§ **Region pointing data**
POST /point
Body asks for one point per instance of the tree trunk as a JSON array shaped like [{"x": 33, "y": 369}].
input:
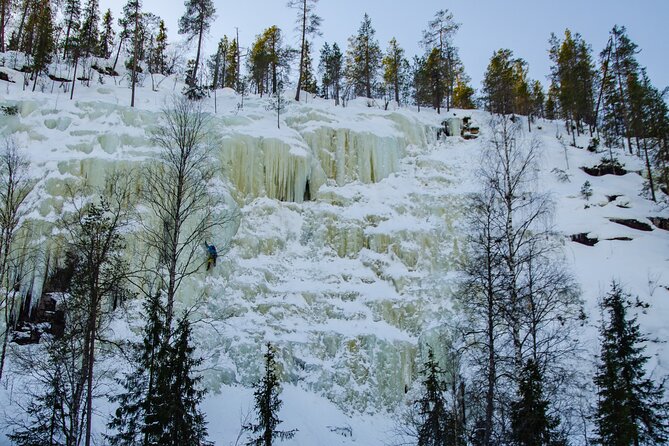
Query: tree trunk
[
  {"x": 91, "y": 362},
  {"x": 118, "y": 52},
  {"x": 304, "y": 32},
  {"x": 623, "y": 105},
  {"x": 74, "y": 78},
  {"x": 19, "y": 33},
  {"x": 135, "y": 53},
  {"x": 3, "y": 20},
  {"x": 650, "y": 173},
  {"x": 199, "y": 47}
]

§ **DIRECTIONS**
Write every line above again exactly, but leave the pictures out.

§ **OUTPUT FOR THIS TASK**
POST /point
Body asks for one point per instance of the tree trunk as a JSON array shaped like [{"x": 33, "y": 369}].
input:
Query: tree trunk
[
  {"x": 91, "y": 362},
  {"x": 118, "y": 52},
  {"x": 304, "y": 32},
  {"x": 623, "y": 105},
  {"x": 74, "y": 78},
  {"x": 19, "y": 33},
  {"x": 135, "y": 53},
  {"x": 3, "y": 20},
  {"x": 650, "y": 173},
  {"x": 199, "y": 47}
]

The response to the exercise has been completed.